Items from a data source:
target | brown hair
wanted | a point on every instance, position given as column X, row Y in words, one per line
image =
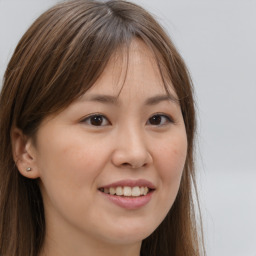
column 58, row 59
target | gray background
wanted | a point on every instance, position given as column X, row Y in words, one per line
column 218, row 42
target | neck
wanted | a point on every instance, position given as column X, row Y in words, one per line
column 81, row 245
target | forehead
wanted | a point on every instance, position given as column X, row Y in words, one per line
column 132, row 71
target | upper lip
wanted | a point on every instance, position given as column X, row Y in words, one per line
column 130, row 183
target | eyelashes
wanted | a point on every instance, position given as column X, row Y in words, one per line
column 96, row 120
column 100, row 120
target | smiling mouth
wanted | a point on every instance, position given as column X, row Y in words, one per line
column 126, row 191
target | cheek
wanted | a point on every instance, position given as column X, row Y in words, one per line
column 170, row 164
column 171, row 158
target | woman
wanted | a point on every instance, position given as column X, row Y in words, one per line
column 97, row 132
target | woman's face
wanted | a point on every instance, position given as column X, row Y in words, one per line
column 124, row 136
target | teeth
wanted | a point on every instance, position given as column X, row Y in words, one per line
column 136, row 191
column 127, row 191
column 119, row 191
column 112, row 191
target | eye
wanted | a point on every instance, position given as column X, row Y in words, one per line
column 159, row 119
column 96, row 120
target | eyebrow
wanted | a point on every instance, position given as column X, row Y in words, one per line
column 109, row 99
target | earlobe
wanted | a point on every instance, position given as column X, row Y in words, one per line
column 24, row 155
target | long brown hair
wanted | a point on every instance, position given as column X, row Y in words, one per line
column 58, row 59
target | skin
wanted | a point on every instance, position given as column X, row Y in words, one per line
column 73, row 158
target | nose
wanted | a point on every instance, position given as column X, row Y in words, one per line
column 131, row 149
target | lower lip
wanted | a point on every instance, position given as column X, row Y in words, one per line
column 130, row 203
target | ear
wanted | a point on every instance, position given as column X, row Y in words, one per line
column 24, row 154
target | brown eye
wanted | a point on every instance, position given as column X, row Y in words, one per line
column 96, row 120
column 159, row 119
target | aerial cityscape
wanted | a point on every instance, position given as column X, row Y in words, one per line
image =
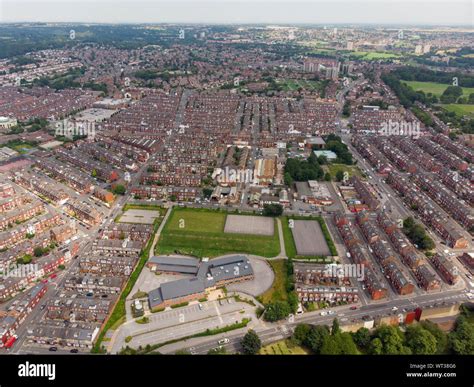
column 236, row 188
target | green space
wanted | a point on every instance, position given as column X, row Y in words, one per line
column 365, row 55
column 435, row 87
column 131, row 206
column 460, row 110
column 200, row 232
column 21, row 146
column 424, row 338
column 283, row 347
column 295, row 84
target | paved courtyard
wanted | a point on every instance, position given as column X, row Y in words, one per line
column 139, row 216
column 309, row 238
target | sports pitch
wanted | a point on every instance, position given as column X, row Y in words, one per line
column 255, row 225
column 201, row 233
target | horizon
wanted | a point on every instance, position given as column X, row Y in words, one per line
column 458, row 13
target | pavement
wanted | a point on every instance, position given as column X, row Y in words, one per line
column 271, row 332
column 181, row 322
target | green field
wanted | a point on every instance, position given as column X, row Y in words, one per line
column 295, row 84
column 460, row 110
column 283, row 347
column 435, row 88
column 364, row 55
column 200, row 233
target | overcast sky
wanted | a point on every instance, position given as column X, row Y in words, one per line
column 415, row 12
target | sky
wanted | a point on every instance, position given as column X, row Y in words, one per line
column 415, row 12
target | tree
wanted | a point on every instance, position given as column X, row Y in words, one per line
column 207, row 192
column 335, row 327
column 119, row 189
column 392, row 340
column 376, row 347
column 315, row 337
column 338, row 344
column 272, row 209
column 420, row 340
column 440, row 336
column 251, row 343
column 362, row 337
column 462, row 338
column 300, row 334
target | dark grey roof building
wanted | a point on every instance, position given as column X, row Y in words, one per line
column 206, row 275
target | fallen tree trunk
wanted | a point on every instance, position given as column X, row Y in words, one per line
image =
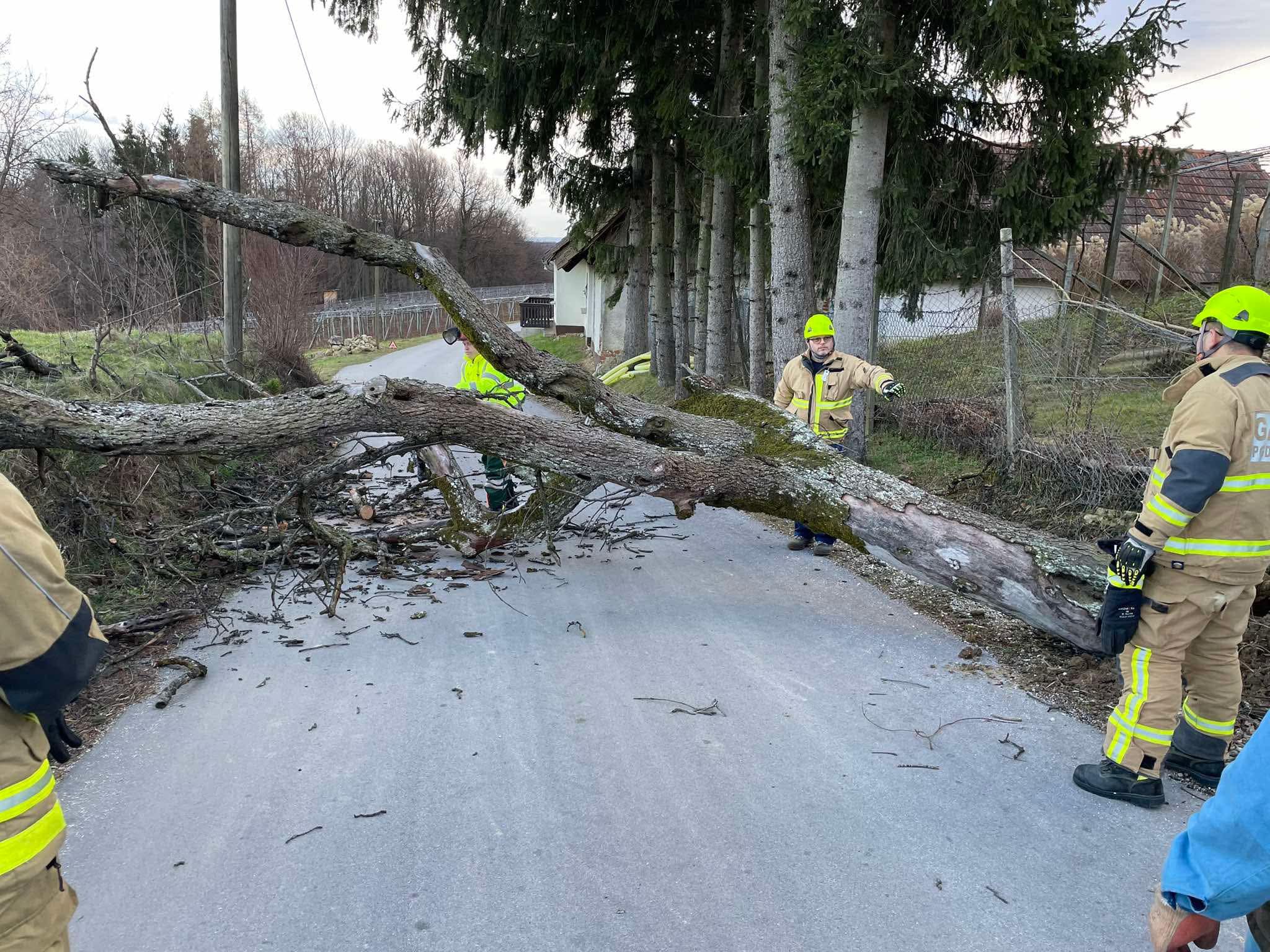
column 722, row 448
column 1048, row 582
column 541, row 372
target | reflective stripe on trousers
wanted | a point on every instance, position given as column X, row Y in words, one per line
column 1127, row 720
column 19, row 799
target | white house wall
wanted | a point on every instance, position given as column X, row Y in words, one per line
column 946, row 309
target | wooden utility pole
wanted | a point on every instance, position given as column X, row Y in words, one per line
column 1232, row 232
column 1163, row 240
column 1010, row 345
column 231, row 239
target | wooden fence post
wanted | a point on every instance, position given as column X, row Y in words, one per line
column 1163, row 240
column 1232, row 232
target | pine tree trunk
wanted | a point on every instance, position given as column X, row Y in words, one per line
column 681, row 268
column 789, row 197
column 758, row 247
column 745, row 454
column 855, row 289
column 662, row 250
column 636, row 328
column 719, row 312
column 705, row 232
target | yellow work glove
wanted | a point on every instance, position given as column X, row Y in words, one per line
column 1173, row 930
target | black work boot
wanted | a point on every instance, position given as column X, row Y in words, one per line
column 1208, row 772
column 1114, row 782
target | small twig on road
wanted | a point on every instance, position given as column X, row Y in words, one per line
column 930, row 738
column 391, row 635
column 709, row 710
column 301, row 834
column 128, row 656
column 494, row 589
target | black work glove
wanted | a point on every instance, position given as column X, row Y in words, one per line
column 60, row 736
column 890, row 390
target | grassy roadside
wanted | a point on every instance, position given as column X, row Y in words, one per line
column 327, row 366
column 569, row 347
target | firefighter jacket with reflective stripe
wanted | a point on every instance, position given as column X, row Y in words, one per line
column 48, row 646
column 1207, row 507
column 482, row 377
column 824, row 399
column 1220, row 865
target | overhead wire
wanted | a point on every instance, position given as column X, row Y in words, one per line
column 1220, row 73
column 305, row 61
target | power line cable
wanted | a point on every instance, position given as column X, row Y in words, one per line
column 305, row 61
column 1201, row 79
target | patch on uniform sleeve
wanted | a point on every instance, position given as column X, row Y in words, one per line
column 1237, row 375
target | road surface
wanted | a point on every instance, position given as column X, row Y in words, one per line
column 520, row 796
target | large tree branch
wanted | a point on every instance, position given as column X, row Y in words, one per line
column 541, row 372
column 1054, row 584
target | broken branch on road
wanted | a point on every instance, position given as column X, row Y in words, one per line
column 683, row 707
column 930, row 736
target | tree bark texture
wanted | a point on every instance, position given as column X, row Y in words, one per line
column 705, row 232
column 737, row 451
column 636, row 329
column 1050, row 583
column 760, row 385
column 789, row 196
column 855, row 300
column 664, row 319
column 539, row 371
column 682, row 319
column 719, row 312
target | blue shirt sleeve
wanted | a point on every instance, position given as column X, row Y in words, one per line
column 1220, row 865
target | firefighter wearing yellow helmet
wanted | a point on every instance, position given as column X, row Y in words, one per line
column 1180, row 587
column 815, row 387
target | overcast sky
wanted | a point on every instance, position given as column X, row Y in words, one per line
column 158, row 52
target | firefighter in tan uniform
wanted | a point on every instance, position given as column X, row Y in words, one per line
column 817, row 386
column 1180, row 587
column 50, row 644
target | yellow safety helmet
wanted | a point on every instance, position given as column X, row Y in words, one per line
column 1244, row 311
column 818, row 325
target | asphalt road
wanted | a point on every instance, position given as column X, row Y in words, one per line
column 548, row 808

■ **AIM**: Update everything from the start of the records down to the line containing "column 218, row 42", replacing "background" with "backdrop" and keeping all else the same. Leave the pictures out of your answer.

■ **WRITTEN REPLY**:
target | brown hair
wanted | a point on every instance, position given as column X, row Y in words, one per line
image =
column 58, row 59
target | gray backdrop
wanted | a point on every instance, position given as column X, row Y in words, one per line
column 218, row 42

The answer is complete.